[Records]
[BEGIN]
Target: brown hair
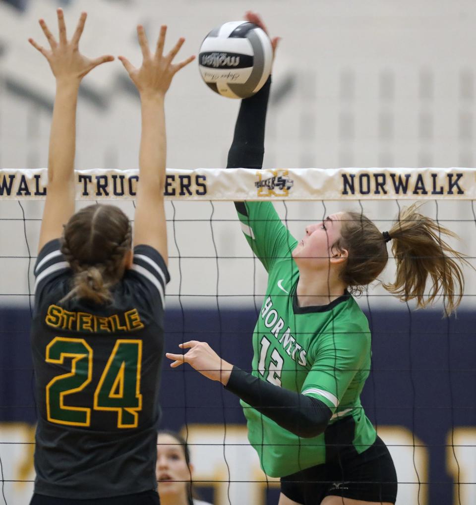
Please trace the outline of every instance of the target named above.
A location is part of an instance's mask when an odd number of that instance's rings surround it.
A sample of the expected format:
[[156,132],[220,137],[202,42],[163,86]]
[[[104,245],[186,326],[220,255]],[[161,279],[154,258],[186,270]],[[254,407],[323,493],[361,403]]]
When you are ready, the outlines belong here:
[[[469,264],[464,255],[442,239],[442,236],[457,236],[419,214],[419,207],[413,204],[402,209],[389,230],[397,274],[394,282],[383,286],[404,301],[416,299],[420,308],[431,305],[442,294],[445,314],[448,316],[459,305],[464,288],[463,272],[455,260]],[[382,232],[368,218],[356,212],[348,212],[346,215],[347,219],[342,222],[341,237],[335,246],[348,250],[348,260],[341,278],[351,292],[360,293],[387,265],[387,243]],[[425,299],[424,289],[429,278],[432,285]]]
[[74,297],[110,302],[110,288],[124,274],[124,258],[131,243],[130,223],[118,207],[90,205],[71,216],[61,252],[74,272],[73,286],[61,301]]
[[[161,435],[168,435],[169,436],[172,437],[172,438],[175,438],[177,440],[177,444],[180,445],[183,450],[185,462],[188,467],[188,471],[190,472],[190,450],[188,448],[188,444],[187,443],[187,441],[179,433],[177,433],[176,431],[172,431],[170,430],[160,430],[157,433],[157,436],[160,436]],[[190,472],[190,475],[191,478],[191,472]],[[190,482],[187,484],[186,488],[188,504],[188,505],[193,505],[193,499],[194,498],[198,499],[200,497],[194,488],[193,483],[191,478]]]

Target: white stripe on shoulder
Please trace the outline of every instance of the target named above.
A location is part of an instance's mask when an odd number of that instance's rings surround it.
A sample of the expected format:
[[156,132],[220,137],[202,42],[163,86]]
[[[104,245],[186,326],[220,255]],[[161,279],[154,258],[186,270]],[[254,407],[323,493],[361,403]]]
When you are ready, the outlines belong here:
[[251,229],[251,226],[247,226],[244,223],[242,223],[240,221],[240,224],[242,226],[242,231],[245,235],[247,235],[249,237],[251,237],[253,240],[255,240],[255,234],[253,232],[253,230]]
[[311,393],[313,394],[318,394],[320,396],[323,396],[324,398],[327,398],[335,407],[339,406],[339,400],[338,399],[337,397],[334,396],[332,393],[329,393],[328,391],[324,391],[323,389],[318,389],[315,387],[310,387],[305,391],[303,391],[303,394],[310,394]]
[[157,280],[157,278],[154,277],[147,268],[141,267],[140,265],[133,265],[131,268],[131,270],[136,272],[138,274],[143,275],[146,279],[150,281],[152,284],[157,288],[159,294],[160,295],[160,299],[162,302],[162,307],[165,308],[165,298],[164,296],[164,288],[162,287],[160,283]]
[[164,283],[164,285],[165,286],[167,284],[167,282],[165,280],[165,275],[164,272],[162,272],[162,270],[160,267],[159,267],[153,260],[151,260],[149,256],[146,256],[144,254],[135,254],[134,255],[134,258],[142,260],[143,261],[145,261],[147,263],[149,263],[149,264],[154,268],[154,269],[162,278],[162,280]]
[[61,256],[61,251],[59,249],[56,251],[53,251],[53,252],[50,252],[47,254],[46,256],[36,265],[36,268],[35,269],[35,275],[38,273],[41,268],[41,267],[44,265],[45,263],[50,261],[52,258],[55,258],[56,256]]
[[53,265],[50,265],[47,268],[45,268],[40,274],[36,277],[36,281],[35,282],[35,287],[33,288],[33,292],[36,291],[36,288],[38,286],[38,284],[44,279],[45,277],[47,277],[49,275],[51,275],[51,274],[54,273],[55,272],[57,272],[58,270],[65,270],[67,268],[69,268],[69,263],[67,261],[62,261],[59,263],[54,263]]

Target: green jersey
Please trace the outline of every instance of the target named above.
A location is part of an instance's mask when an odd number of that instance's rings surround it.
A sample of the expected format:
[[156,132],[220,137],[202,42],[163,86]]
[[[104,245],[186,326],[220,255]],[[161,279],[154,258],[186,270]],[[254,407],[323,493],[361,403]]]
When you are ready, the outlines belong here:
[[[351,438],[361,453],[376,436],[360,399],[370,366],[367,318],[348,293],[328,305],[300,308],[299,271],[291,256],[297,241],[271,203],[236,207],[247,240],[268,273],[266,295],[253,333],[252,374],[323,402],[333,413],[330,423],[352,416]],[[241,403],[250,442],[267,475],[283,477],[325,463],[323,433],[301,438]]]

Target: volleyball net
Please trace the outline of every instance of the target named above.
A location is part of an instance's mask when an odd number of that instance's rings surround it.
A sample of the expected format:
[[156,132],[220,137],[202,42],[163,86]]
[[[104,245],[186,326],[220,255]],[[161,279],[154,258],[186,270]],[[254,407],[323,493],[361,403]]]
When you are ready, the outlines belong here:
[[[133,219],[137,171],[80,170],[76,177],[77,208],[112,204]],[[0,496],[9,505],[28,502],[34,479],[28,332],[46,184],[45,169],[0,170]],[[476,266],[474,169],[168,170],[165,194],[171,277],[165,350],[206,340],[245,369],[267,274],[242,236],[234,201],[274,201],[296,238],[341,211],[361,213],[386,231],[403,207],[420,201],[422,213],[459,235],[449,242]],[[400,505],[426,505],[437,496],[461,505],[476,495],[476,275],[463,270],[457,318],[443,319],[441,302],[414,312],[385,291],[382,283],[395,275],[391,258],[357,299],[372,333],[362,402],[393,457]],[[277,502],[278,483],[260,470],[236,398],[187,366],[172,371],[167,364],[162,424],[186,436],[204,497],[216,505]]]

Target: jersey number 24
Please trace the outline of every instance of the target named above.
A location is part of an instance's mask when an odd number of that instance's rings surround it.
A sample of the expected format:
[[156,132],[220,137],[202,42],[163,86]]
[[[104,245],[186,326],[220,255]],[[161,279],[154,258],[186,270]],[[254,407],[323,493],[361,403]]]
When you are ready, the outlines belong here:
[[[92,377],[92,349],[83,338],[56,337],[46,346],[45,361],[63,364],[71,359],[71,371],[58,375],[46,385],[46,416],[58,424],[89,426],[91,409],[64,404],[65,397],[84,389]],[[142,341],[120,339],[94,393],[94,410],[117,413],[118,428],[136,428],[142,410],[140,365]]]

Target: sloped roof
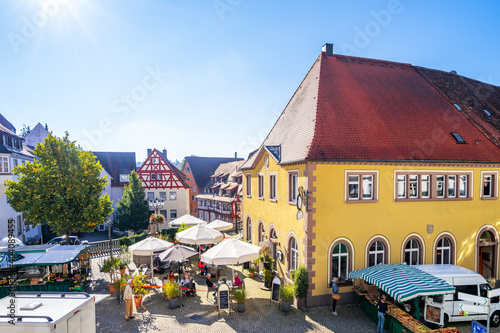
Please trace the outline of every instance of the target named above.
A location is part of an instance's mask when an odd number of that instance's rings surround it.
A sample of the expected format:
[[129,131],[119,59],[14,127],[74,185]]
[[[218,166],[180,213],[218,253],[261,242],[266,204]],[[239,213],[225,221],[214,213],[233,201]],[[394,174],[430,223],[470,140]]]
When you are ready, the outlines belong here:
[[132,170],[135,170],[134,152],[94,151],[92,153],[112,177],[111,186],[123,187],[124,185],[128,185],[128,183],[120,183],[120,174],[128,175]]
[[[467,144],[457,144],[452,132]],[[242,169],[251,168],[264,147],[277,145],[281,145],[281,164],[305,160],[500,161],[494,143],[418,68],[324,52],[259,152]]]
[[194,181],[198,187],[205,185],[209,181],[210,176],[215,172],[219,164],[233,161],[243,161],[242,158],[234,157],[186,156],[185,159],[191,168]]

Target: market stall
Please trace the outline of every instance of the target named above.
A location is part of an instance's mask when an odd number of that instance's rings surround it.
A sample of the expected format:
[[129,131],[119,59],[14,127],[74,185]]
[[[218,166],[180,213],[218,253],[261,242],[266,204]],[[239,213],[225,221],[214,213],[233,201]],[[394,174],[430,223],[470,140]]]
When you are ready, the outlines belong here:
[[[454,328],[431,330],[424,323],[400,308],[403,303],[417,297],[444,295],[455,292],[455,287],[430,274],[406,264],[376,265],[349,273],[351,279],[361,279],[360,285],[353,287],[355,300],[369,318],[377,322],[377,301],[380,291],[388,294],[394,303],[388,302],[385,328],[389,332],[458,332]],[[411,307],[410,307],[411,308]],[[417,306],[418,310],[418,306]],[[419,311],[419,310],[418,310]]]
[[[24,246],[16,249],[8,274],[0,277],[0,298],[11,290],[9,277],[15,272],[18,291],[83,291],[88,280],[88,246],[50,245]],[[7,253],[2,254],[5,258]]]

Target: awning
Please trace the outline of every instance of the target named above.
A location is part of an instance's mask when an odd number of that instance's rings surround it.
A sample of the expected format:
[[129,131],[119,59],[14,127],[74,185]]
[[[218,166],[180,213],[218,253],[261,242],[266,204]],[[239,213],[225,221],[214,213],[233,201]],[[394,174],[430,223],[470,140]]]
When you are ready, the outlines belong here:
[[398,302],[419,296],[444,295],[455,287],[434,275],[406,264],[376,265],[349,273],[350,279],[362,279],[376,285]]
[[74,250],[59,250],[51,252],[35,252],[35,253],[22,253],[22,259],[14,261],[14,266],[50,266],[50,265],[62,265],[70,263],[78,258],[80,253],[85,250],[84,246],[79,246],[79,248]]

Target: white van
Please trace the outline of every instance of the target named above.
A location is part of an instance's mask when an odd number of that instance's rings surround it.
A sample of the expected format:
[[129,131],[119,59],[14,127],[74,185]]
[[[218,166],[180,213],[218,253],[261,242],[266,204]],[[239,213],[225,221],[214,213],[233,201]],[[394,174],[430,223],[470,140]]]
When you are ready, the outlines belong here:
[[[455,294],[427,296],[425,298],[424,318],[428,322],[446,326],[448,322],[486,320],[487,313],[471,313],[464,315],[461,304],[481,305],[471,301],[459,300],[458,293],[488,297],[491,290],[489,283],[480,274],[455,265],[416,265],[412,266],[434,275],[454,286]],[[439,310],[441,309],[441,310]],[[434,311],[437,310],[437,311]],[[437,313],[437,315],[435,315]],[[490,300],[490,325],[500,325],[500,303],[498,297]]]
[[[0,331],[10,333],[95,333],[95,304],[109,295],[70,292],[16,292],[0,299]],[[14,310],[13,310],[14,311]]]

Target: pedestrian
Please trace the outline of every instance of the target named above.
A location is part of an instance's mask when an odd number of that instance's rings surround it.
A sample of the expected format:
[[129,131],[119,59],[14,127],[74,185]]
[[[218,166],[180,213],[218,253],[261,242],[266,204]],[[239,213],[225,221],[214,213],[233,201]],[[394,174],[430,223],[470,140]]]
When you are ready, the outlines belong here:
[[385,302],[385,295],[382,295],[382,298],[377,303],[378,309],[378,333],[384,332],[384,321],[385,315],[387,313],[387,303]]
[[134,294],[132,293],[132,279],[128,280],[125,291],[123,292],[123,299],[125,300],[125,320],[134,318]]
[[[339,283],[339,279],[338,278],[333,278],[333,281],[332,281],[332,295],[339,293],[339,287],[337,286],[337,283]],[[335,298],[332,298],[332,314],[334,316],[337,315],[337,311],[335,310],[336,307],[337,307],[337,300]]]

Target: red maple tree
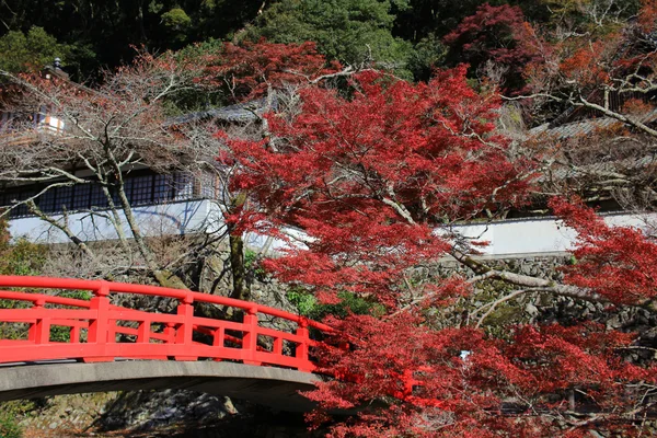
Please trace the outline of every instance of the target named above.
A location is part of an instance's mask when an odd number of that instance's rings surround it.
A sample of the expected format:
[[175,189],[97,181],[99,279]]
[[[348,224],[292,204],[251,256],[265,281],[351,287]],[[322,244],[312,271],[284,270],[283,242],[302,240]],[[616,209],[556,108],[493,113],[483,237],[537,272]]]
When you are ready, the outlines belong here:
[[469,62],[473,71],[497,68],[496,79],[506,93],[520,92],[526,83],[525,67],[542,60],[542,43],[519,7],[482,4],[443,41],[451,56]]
[END]
Reproduce the stretch of the records from the line containing "Target: pedestrian" through the end of the records, without the pictures.

Target: pedestrian
Please trace the outline of every instance of the target named above.
A location is part of an instance's mask when an odd number of that instance's rings surround it.
A sample of the expected format:
[[129,131],[119,59],[14,127],[74,185]]
[[[218,166],[180,213],[218,253],[261,242],[266,204]],[[239,213],[225,221],[214,213],[233,201]],[[394,174],[430,223],[470,140]]]
When you are ready, the outlines belong here:
[[385,302],[385,295],[382,295],[382,298],[377,303],[378,309],[378,333],[384,332],[384,321],[385,315],[387,313],[387,303]]
[[134,294],[132,293],[132,279],[128,280],[125,291],[123,292],[123,299],[125,300],[125,320],[134,318]]
[[[339,283],[339,279],[338,278],[333,278],[333,281],[332,281],[332,295],[339,293],[339,287],[337,286],[337,283]],[[335,298],[332,298],[332,314],[334,316],[337,315],[337,311],[335,310],[336,307],[337,307],[337,300]]]

Target: red maple tree
Please trace the outline of every instance of the target named above.
A location is part of an instance's mask when an odd number of that instance's rings surround it.
A sample of the expected format:
[[175,189],[97,181],[99,279]]
[[[348,224],[292,204],[251,256],[265,281],[351,287]],[[322,244],[312,271],[284,270],[283,242],[302,240]],[[616,209],[556,108],[493,113],[483,237],[537,272]]]
When you are ready, the outlines belong here:
[[469,62],[473,71],[497,68],[496,79],[506,93],[520,92],[526,83],[525,67],[542,60],[542,43],[519,7],[482,4],[443,41],[451,56]]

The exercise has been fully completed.